**EXERCISE BRIEF**. Write out exactly the lines below that run from the line containing "If you would be willing to indicate the brick" through the last line of the records.

**SUPPLIED DATA**.

◇ ◇ ◇ ◇ ◇ ◇ ◇

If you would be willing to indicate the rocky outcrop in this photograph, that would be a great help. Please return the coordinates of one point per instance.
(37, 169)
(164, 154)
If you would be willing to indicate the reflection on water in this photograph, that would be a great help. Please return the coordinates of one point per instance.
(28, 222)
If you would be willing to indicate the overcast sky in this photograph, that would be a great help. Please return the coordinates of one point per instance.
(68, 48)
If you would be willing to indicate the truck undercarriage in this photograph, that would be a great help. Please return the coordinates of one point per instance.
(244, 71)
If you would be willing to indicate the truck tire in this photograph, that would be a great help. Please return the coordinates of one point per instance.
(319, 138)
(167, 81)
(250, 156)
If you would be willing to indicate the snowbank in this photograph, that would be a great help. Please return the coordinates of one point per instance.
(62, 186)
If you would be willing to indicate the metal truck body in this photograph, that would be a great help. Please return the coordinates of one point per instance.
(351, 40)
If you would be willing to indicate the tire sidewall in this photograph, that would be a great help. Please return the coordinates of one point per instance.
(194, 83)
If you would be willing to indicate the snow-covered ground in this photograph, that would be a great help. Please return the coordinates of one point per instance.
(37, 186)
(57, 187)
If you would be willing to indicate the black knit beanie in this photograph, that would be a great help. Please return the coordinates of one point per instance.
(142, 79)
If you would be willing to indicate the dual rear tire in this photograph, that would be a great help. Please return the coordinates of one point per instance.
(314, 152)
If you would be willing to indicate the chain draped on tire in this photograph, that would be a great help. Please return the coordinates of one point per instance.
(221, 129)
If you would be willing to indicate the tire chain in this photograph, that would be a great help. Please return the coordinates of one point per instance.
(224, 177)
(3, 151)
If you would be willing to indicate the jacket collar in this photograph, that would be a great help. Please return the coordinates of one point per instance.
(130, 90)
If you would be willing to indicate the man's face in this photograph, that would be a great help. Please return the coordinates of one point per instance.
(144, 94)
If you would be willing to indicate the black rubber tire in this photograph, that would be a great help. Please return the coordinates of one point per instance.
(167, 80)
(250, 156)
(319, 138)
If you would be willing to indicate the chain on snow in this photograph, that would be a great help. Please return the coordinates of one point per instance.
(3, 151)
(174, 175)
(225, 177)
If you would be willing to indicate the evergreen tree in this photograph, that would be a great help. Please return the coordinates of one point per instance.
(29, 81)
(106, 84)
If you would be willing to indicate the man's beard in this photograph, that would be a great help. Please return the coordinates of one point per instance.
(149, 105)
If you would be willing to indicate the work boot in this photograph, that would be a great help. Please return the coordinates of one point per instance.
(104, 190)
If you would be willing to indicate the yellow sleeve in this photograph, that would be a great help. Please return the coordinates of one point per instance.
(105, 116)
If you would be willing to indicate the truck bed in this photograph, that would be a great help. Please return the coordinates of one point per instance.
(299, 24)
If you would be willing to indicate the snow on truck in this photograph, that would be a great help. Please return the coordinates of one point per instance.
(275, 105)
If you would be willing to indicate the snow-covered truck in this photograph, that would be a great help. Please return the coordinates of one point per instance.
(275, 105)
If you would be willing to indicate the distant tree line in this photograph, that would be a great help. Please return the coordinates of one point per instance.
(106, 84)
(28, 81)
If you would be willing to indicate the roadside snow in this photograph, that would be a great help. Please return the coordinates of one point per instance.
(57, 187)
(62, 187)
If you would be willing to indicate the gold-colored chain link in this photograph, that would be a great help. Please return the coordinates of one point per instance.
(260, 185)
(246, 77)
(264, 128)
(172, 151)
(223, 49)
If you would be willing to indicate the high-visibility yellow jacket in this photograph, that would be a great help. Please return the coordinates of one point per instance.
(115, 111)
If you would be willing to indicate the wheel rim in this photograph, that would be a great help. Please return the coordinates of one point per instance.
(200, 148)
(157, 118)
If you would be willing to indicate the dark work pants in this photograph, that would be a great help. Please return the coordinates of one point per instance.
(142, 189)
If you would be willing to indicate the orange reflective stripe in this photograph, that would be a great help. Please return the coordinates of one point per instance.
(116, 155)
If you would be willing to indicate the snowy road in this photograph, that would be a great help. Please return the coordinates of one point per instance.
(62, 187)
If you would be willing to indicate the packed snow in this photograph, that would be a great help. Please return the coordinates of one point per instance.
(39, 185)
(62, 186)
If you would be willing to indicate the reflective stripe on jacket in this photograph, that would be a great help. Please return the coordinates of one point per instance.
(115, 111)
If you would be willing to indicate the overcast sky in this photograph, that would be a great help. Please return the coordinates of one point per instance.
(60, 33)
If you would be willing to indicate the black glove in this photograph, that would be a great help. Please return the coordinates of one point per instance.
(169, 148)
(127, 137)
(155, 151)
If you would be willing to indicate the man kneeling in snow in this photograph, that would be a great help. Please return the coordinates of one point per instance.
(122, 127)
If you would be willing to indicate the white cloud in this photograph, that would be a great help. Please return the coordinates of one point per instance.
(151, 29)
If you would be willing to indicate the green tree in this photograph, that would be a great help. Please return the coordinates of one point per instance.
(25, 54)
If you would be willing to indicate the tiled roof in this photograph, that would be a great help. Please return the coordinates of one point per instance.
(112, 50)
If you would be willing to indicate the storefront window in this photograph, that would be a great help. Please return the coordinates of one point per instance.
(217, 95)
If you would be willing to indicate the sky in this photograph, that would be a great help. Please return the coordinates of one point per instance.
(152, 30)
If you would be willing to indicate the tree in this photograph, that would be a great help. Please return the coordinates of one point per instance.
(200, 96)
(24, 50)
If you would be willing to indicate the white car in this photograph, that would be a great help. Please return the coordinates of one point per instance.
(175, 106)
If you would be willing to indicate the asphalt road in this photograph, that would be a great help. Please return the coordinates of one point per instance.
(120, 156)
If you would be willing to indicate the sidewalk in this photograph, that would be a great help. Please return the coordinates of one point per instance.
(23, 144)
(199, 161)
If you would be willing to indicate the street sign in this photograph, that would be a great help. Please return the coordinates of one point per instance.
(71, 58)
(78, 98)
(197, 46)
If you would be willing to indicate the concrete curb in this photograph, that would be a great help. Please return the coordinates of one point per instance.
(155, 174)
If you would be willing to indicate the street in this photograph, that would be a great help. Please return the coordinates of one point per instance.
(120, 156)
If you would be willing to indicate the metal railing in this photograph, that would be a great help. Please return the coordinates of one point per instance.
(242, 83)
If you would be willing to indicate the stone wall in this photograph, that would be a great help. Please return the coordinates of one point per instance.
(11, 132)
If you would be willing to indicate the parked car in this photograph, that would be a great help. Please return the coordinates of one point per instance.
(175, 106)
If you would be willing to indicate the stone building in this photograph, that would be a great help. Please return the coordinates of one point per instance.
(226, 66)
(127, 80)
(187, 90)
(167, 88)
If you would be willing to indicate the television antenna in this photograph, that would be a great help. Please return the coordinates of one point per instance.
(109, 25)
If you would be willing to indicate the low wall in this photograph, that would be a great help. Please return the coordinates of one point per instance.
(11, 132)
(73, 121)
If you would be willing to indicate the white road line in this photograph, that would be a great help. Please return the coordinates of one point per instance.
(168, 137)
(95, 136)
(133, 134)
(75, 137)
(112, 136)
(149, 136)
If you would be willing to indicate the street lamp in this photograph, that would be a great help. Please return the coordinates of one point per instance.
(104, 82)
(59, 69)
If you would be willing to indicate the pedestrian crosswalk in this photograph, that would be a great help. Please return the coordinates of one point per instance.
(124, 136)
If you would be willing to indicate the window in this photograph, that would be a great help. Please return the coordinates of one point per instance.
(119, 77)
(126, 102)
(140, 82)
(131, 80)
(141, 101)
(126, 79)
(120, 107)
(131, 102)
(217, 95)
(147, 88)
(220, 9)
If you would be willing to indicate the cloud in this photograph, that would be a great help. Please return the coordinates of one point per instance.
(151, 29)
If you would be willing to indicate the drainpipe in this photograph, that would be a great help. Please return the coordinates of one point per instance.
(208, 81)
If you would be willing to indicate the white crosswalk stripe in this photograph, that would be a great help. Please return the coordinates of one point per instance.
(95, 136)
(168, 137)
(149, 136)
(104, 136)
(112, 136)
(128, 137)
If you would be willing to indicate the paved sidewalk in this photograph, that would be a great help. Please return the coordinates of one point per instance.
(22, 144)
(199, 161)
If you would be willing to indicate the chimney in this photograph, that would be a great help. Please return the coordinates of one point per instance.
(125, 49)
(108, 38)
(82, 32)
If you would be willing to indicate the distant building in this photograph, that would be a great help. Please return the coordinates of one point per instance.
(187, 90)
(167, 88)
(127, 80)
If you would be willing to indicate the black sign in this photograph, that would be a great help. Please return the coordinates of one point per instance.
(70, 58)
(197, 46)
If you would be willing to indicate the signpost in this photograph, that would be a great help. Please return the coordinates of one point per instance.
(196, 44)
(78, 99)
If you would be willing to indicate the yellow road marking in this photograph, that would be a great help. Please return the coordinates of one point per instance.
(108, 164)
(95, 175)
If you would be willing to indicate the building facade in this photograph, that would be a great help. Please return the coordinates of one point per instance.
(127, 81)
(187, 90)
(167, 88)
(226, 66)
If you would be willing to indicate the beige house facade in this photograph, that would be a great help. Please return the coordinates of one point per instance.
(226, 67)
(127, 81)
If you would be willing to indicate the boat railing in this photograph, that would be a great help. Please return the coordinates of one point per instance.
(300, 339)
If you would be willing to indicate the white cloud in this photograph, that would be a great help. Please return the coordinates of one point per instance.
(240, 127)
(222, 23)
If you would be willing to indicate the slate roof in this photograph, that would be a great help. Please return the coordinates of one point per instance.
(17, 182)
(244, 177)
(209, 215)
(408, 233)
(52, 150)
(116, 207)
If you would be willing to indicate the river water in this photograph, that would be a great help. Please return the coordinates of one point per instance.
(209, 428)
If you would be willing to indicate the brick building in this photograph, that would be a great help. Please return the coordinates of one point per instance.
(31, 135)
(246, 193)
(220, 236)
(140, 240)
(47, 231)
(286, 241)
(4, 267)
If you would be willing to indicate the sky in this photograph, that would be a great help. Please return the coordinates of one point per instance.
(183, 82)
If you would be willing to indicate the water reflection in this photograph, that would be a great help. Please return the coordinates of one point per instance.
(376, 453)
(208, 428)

◇ ◇ ◇ ◇ ◇ ◇ ◇

**SOLUTION FOR THIS PROBLEM**.
If you would be willing to indicate the brick building in this photograph, that would be a great help. Please return the coordinates of one point per instance.
(31, 135)
(246, 193)
(220, 236)
(140, 240)
(47, 231)
(286, 241)
(4, 267)
If you would be willing to indicate the sky in this photograph, that would be a great help. Please return the coordinates of one point per instance.
(183, 82)
If you would be willing to indicate the water reflection in this photograph, that would be a great help. Please return the coordinates of one point per instance.
(376, 453)
(208, 428)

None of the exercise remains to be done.